▶ [Your assignment]: List every line of the material below that contains the string "positive", copying each such line in full. Case counts when matching.
----- Source data
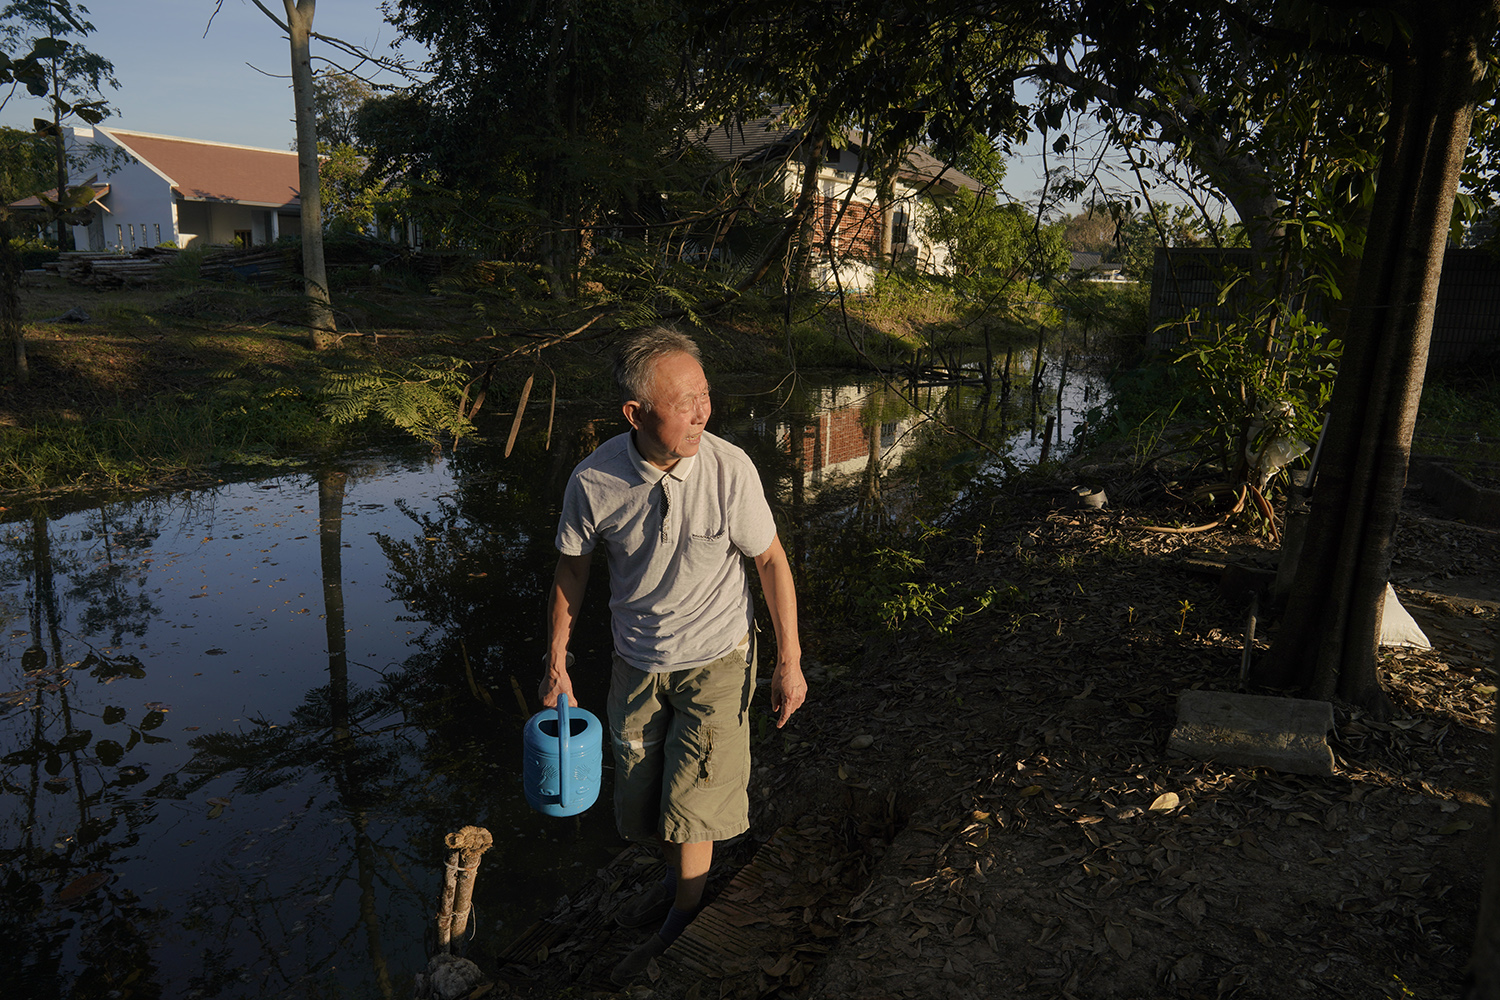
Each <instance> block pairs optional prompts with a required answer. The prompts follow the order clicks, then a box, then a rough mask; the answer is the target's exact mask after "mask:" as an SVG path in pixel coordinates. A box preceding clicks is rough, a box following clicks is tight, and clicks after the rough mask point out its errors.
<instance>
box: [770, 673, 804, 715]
mask: <svg viewBox="0 0 1500 1000" xmlns="http://www.w3.org/2000/svg"><path fill="white" fill-rule="evenodd" d="M805 700H807V681H805V679H804V678H802V667H801V666H798V664H796V663H781V661H777V664H775V672H774V673H772V675H771V712H772V714H774V715H775V727H777V729H781V727H783V726H786V720H789V718H792V712H795V711H796V709H799V708H802V702H805Z"/></svg>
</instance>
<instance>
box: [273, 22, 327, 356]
mask: <svg viewBox="0 0 1500 1000" xmlns="http://www.w3.org/2000/svg"><path fill="white" fill-rule="evenodd" d="M282 6H284V7H285V9H287V34H288V36H290V37H291V93H293V100H294V103H296V106H297V174H299V181H300V186H302V192H300V201H302V280H303V288H305V291H306V295H308V333H309V337H311V340H312V346H314V349H317V351H323V349H326V348H332V346H335V345H336V343H338V336H336V334H338V330H339V328H338V324H336V322H335V319H333V301H332V298H330V297H329V271H327V267H326V265H324V261H323V187H321V183H320V180H318V126H317V118H318V114H317V106H315V103H314V100H315V94H314V88H312V15H314V12H315V9H317V6H318V1H317V0H282Z"/></svg>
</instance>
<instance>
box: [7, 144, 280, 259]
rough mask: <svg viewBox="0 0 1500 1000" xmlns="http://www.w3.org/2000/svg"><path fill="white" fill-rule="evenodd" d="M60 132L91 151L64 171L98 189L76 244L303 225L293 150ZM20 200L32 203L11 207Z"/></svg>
mask: <svg viewBox="0 0 1500 1000" xmlns="http://www.w3.org/2000/svg"><path fill="white" fill-rule="evenodd" d="M69 132H71V133H72V135H71V136H69V139H71V145H72V147H74V148H78V150H83V151H86V153H89V154H90V163H89V165H84V166H78V168H74V171H72V175H74V177H75V178H80V180H81V178H87V177H89V175H96V184H95V189H96V192H98V193H96V198H95V217H93V222H90V223H89V225H87V226H74V246H77V247H78V249H80V250H83V249H89V250H111V249H118V250H124V252H129V250H133V249H136V247H141V246H157V244H160V243H174V244H177V246H178V247H181V249H187V247H192V246H202V244H210V243H220V244H233V243H239V244H242V246H257V244H264V243H270V241H273V240H275V238H276V237H278V235H281V234H282V232H297V231H299V226H300V225H302V202H300V198H299V187H300V183H299V178H297V154H296V153H291V151H288V150H263V148H257V147H252V145H233V144H229V142H205V141H202V139H183V138H177V136H171V135H150V133H147V132H127V130H124V129H107V127H102V126H96V127H93V129H89V127H77V129H69ZM121 151H123V153H124V156H123V157H121V156H120V153H121ZM121 163H123V165H121ZM28 202H30V204H31V205H36V204H39V202H37V201H36V199H34V198H28V199H26V201H21V202H17V207H18V208H26V207H27V204H28Z"/></svg>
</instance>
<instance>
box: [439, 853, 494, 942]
mask: <svg viewBox="0 0 1500 1000" xmlns="http://www.w3.org/2000/svg"><path fill="white" fill-rule="evenodd" d="M444 843H447V846H449V847H450V849H452V850H453V853H452V855H449V865H447V877H446V879H444V880H443V898H441V900H440V901H438V952H441V954H447V952H449V951H450V948H452V942H453V939H455V937H462V936H463V931H465V930H466V928H468V913H469V901H471V900H472V898H474V879H475V877H477V876H478V861H480V856H481V855H483V853H484V852H486V850H489V849H490V847H492V846H493V843H495V838H493V837H490V835H489V831H487V829H484V828H483V826H465V828H463V829H460V831H459V832H456V834H449V835H447V837H446V838H444Z"/></svg>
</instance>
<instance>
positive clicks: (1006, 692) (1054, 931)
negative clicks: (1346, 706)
mask: <svg viewBox="0 0 1500 1000" xmlns="http://www.w3.org/2000/svg"><path fill="white" fill-rule="evenodd" d="M1112 495H1113V493H1112ZM1064 499H1065V493H1064V492H1062V490H1056V492H1052V493H1050V495H1049V493H1047V492H1043V493H1041V495H1040V496H1038V498H1037V502H1035V504H1032V505H1031V507H1029V508H1028V510H1025V511H1020V513H1013V514H1011V520H1010V522H1008V523H1005V525H990V526H989V528H990V529H989V535H987V537H989V538H990V541H989V543H987V550H986V552H984V555H983V556H981V558H978V559H975V558H974V549H972V547H971V549H969V555H968V556H966V558H962V559H956V561H954V562H953V564H951V565H947V567H938V568H936V573H938V574H939V576H944V574H947V576H944V579H954V577H956V576H959V574H968V576H969V577H971V579H972V580H974V582H977V583H983V582H1011V583H1017V585H1020V586H1022V589H1023V591H1025V592H1026V594H1028V595H1029V600H1028V603H1026V606H1025V615H1020V616H1014V615H1010V616H1008V615H992V616H980V618H977V619H972V621H969V622H968V624H965V625H963V627H962V628H960V630H959V631H957V633H956V636H954V637H951V639H945V640H939V639H938V637H935V636H932V634H927V636H912V637H907V639H906V640H904V642H901V643H898V645H895V643H892V645H871V646H870V648H867V652H865V657H864V661H862V664H859V666H858V667H853V669H844V670H843V672H831V676H816V675H814V694H816V696H817V697H816V700H814V702H810V703H808V708H807V709H804V712H802V714H801V715H799V717H798V720H796V726H795V730H796V732H795V735H792V736H787V738H783V739H774V738H772V739H769V741H763V744H762V745H760V748H759V750H757V769H756V781H754V786H753V793H754V796H756V807H757V822H756V829H754V832H753V837H751V838H747V841H745V843H741V844H738V846H733V847H732V849H730V850H727V852H724V858H723V864H720V865H718V867H717V868H715V876H714V885H712V886H711V897H712V901H714V907H715V909H717V913H718V916H717V918H715V919H717V924H714V928H715V930H714V931H712V934H708V933H705V934H702V936H700V937H702V939H717V940H715V942H714V940H711V942H708V943H703V942H702V940H700V942H699V943H696V945H693V943H690V945H688V946H679V948H673V949H672V951H670V952H667V955H666V957H663V960H661V963H660V966H658V969H655V970H652V972H655V973H657V976H655V978H654V979H646V981H642V984H640V985H637V987H634V988H631V991H630V993H631V996H658V997H699V999H702V997H808V999H828V1000H832V999H838V1000H886V999H892V997H924V999H927V997H1079V999H1083V997H1211V999H1218V997H1286V996H1299V997H1361V999H1368V997H1382V996H1391V997H1403V996H1418V997H1424V999H1437V997H1457V996H1460V990H1461V981H1463V967H1464V961H1466V958H1467V954H1469V948H1470V939H1472V934H1473V927H1475V918H1476V913H1478V906H1479V889H1481V880H1482V874H1484V861H1485V835H1487V831H1488V823H1490V811H1488V798H1490V780H1491V756H1493V742H1491V741H1493V736H1491V735H1493V703H1494V694H1496V691H1494V684H1493V682H1494V678H1493V676H1491V673H1493V670H1494V649H1496V645H1494V637H1496V633H1497V628H1500V604H1496V603H1494V601H1490V600H1484V597H1479V598H1475V597H1473V595H1472V589H1466V586H1467V582H1469V580H1470V579H1473V580H1479V582H1493V580H1500V532H1494V531H1487V529H1475V528H1469V526H1464V525H1458V523H1454V522H1446V520H1443V519H1440V517H1437V516H1434V514H1433V511H1430V510H1425V508H1422V507H1421V505H1419V504H1415V505H1413V508H1412V510H1410V511H1409V516H1407V519H1406V522H1404V525H1403V552H1404V553H1406V559H1404V562H1406V565H1398V567H1397V571H1395V576H1397V585H1398V592H1400V594H1401V597H1403V601H1404V603H1406V606H1407V607H1409V610H1410V612H1412V613H1413V616H1415V618H1416V621H1418V622H1419V624H1421V625H1422V627H1424V628H1425V630H1427V631H1428V634H1430V636H1431V637H1433V642H1434V646H1436V649H1434V651H1431V652H1416V651H1403V652H1389V654H1388V657H1386V658H1385V663H1383V670H1385V672H1386V676H1388V682H1389V688H1391V690H1392V693H1394V694H1395V697H1397V702H1398V705H1400V706H1401V709H1403V714H1401V715H1400V717H1398V718H1395V720H1392V721H1391V723H1379V721H1374V720H1371V718H1367V717H1362V715H1361V714H1358V712H1350V711H1347V709H1341V708H1337V709H1335V717H1337V730H1335V735H1334V738H1332V745H1334V751H1335V760H1337V771H1338V774H1337V775H1335V777H1332V778H1304V777H1296V775H1281V774H1275V772H1269V771H1263V769H1251V768H1224V766H1218V765H1214V763H1208V762H1199V760H1188V759H1175V757H1169V756H1167V753H1166V745H1167V738H1169V733H1170V730H1172V726H1173V723H1175V715H1176V709H1175V706H1176V696H1178V693H1179V691H1182V690H1184V688H1190V687H1206V688H1215V690H1236V688H1238V672H1239V660H1241V643H1242V627H1244V609H1242V607H1239V606H1238V604H1233V603H1230V601H1227V600H1224V598H1223V597H1220V594H1218V592H1217V588H1215V583H1214V582H1212V580H1211V579H1206V577H1203V576H1202V574H1199V573H1194V571H1193V570H1191V568H1190V567H1188V565H1187V564H1185V562H1184V558H1185V556H1187V555H1188V553H1190V552H1191V550H1194V549H1202V547H1220V549H1226V550H1227V549H1229V547H1230V546H1232V544H1233V546H1235V547H1236V549H1239V550H1245V549H1254V547H1257V546H1259V544H1260V543H1257V541H1256V540H1253V538H1248V537H1224V535H1217V537H1215V535H1211V537H1206V538H1205V537H1181V535H1178V537H1172V535H1157V534H1149V532H1146V531H1143V529H1142V525H1145V523H1160V520H1157V519H1160V517H1164V516H1167V514H1169V511H1166V510H1151V508H1149V507H1136V508H1131V510H1116V511H1106V513H1103V514H1082V513H1077V511H1070V510H1065V508H1064V507H1062V504H1064ZM954 534H960V532H954ZM1452 580H1458V582H1460V583H1463V585H1466V586H1448V588H1445V585H1446V583H1449V582H1452ZM1415 585H1421V586H1415ZM1445 589H1452V591H1460V594H1458V595H1457V597H1454V595H1445ZM1184 601H1187V603H1188V606H1190V610H1187V612H1184ZM1266 639H1269V634H1265V633H1263V634H1262V640H1263V645H1262V648H1265V645H1266V643H1265V640H1266ZM772 835H774V838H772ZM766 838H772V840H771V843H769V846H766V847H762V841H765V840H766ZM756 850H762V852H763V853H762V855H760V858H759V859H757V861H754V862H751V858H754V852H756ZM643 861H645V859H639V858H622V861H621V864H619V865H616V870H615V871H612V873H607V883H606V882H601V885H600V886H598V888H597V891H592V892H588V894H583V897H586V898H579V900H574V901H573V903H571V904H570V907H564V909H562V910H559V913H556V915H553V924H552V925H549V927H552V940H553V948H552V949H550V951H549V952H547V954H546V958H544V960H540V954H538V952H535V951H534V949H532V952H531V954H528V955H520V954H513V955H510V961H507V963H505V964H504V966H502V969H501V972H502V978H504V979H505V981H507V982H508V984H510V987H511V988H513V990H516V991H517V993H520V994H523V996H555V994H556V993H558V991H561V990H562V988H565V987H573V988H576V990H582V991H583V993H607V991H609V987H607V970H609V967H610V966H612V964H613V961H615V960H618V957H619V954H622V952H624V951H625V949H628V948H630V946H631V943H633V937H631V936H628V934H625V933H622V931H616V930H613V928H612V924H610V922H609V921H607V919H606V918H604V915H606V913H607V912H609V910H610V909H612V907H613V906H615V904H616V901H618V898H621V897H624V895H627V894H628V892H630V891H633V888H634V886H636V885H640V882H643V880H645V879H649V877H654V876H652V874H651V873H652V867H651V865H648V864H643ZM634 862H642V864H634ZM736 873H738V874H739V882H730V879H733V877H735V876H736ZM705 927H708V922H705ZM714 948H717V951H714V952H712V954H711V955H708V957H706V958H705V954H706V952H705V949H708V951H712V949H714ZM715 963H717V966H715Z"/></svg>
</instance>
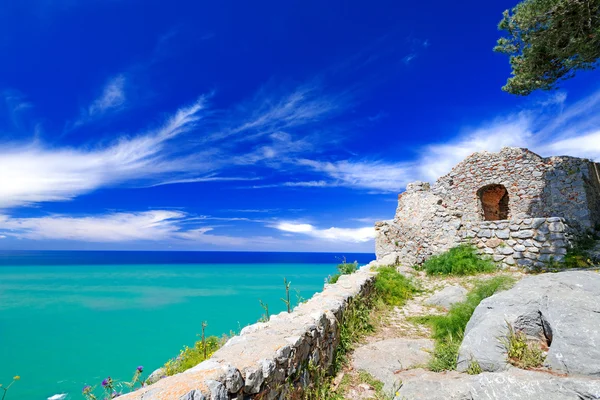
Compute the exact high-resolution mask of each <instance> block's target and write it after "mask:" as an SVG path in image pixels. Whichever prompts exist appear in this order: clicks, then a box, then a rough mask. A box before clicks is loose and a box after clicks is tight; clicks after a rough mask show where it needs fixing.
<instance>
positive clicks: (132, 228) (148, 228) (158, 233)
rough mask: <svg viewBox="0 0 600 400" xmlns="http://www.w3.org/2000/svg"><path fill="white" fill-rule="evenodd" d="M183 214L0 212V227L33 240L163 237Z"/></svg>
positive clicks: (86, 239)
mask: <svg viewBox="0 0 600 400" xmlns="http://www.w3.org/2000/svg"><path fill="white" fill-rule="evenodd" d="M184 216H185V214H183V213H181V212H177V211H165V210H153V211H146V212H139V213H113V214H107V215H101V216H91V217H71V216H62V215H53V216H47V217H38V218H11V217H10V216H7V215H0V230H2V231H3V234H4V235H6V236H13V237H16V238H21V239H33V240H48V239H49V240H77V241H85V242H121V241H131V240H164V239H166V238H170V237H171V236H172V235H173V234H174V233H176V232H177V231H178V230H179V228H178V221H180V220H181V219H182V218H183V217H184Z"/></svg>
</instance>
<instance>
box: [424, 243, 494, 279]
mask: <svg viewBox="0 0 600 400" xmlns="http://www.w3.org/2000/svg"><path fill="white" fill-rule="evenodd" d="M420 269H424V270H425V272H427V275H474V274H478V273H482V272H493V271H495V270H496V269H497V267H496V265H495V264H494V263H493V262H492V261H491V260H489V259H487V258H483V257H481V256H480V255H479V254H478V253H477V249H476V248H475V247H474V246H472V245H466V244H461V245H459V246H457V247H454V248H452V249H450V250H448V251H447V252H445V253H442V254H440V255H437V256H433V257H431V258H430V259H428V260H427V261H425V262H424V263H423V266H422V267H421V268H420Z"/></svg>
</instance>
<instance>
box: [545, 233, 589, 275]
mask: <svg viewBox="0 0 600 400" xmlns="http://www.w3.org/2000/svg"><path fill="white" fill-rule="evenodd" d="M599 240H600V236H598V234H597V233H596V232H594V231H588V232H586V233H584V234H583V235H581V236H580V237H579V238H578V239H577V240H576V241H575V242H574V243H573V245H572V246H571V247H570V248H569V249H567V254H565V258H564V260H562V261H556V260H555V259H554V257H550V259H549V260H548V262H546V268H547V269H549V270H551V271H553V270H563V269H569V268H588V267H592V266H594V260H592V259H591V258H590V257H589V255H588V254H587V253H588V251H589V250H591V249H593V248H594V246H595V245H596V244H597V243H598V241H599ZM541 270H542V268H537V269H534V270H533V272H541Z"/></svg>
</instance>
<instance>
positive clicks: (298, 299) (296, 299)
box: [294, 289, 306, 305]
mask: <svg viewBox="0 0 600 400" xmlns="http://www.w3.org/2000/svg"><path fill="white" fill-rule="evenodd" d="M294 292H296V305H298V304H302V303H304V302H305V301H306V299H305V298H304V297H302V295H301V294H300V291H299V290H298V289H294Z"/></svg>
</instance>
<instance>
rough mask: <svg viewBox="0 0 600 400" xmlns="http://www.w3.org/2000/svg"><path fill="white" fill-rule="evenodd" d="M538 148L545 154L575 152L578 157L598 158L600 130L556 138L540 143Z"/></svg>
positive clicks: (587, 157)
mask: <svg viewBox="0 0 600 400" xmlns="http://www.w3.org/2000/svg"><path fill="white" fill-rule="evenodd" d="M539 150H540V151H542V152H543V153H545V154H568V155H572V154H577V155H578V156H579V157H586V158H591V159H595V160H598V159H600V131H596V132H592V133H588V134H585V135H580V136H576V137H571V138H568V139H561V140H557V141H556V142H552V143H548V144H547V145H541V146H540V147H539Z"/></svg>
----------
▶ [Output below]:
positive clicks: (1006, 692) (1054, 931)
positive clicks: (132, 228) (148, 228) (158, 233)
positive clicks: (86, 239)
positive clicks: (298, 299) (296, 299)
positive clicks: (587, 157)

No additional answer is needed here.